§ Prompt: Reproduce word for word the lines of the stored items that begin with the line containing "Phrase: bird's wing" and run through the last line, with both ends included.

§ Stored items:
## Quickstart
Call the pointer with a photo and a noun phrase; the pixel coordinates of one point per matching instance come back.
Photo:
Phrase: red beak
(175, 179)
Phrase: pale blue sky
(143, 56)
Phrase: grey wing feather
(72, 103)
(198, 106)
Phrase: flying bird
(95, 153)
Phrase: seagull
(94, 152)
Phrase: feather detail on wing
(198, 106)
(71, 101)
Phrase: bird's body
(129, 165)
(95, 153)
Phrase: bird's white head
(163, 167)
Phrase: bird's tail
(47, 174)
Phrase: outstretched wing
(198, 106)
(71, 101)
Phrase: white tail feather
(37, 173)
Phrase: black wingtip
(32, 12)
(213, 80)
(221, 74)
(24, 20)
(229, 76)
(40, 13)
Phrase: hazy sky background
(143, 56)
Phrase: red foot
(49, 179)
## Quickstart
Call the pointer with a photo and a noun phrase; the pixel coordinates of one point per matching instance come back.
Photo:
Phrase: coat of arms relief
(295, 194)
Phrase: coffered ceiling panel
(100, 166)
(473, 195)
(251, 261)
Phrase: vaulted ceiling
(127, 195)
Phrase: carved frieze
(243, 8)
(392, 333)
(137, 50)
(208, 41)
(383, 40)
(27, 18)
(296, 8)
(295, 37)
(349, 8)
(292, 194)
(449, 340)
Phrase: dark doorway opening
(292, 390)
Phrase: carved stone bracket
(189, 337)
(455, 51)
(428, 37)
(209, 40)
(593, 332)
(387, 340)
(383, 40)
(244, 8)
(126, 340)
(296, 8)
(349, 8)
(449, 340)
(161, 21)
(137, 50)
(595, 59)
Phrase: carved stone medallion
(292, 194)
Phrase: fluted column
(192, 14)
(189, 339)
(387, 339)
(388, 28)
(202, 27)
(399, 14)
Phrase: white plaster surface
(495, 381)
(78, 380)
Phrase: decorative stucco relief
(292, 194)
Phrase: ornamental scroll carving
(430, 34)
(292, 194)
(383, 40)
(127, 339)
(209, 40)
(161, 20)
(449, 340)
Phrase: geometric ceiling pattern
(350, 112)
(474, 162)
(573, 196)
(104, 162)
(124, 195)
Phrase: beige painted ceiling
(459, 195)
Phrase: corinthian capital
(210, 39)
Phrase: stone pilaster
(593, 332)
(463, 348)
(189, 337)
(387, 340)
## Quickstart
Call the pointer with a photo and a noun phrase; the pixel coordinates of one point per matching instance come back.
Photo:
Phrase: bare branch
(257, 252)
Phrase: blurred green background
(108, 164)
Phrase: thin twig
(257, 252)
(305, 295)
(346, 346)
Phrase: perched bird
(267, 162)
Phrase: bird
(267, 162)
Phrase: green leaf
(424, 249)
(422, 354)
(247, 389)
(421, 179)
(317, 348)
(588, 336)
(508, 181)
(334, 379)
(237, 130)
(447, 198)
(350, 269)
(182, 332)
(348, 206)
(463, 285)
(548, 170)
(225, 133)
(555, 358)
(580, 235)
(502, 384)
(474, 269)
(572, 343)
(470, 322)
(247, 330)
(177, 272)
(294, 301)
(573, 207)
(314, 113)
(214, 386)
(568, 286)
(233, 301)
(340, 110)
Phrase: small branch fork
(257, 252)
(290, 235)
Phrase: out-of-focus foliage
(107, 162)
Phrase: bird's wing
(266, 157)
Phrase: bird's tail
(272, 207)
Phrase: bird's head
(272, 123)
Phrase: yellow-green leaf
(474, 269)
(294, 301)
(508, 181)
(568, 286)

§ Answer to the task:
Phrase: bird's wing
(266, 157)
Phrase: bird's tail
(272, 207)
Phrase: bird's head
(272, 123)
Phrase: yellow-green leaf
(474, 269)
(294, 301)
(508, 181)
(568, 286)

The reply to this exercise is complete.